** start of Records provided **

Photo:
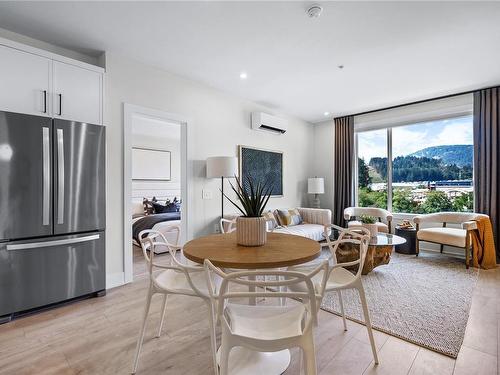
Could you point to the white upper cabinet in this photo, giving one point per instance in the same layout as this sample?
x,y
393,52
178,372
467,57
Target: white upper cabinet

** end of Records provided **

● Problem statement
Arrange the rows above as a Markdown table with the columns Number and Content, one numbered line per table row. Skip blank lines and leave out the pictures.

● Task answer
| Number | Content |
|---|---|
| 1 | Photo: |
| 2 | Could you point to the white upper cabinet in this photo, giving one point per instance in the same layout as this sample? |
| 3 | x,y |
| 4 | 393,52 |
| 5 | 178,372 |
| 6 | 467,57 |
| 7 | Target: white upper cabinet |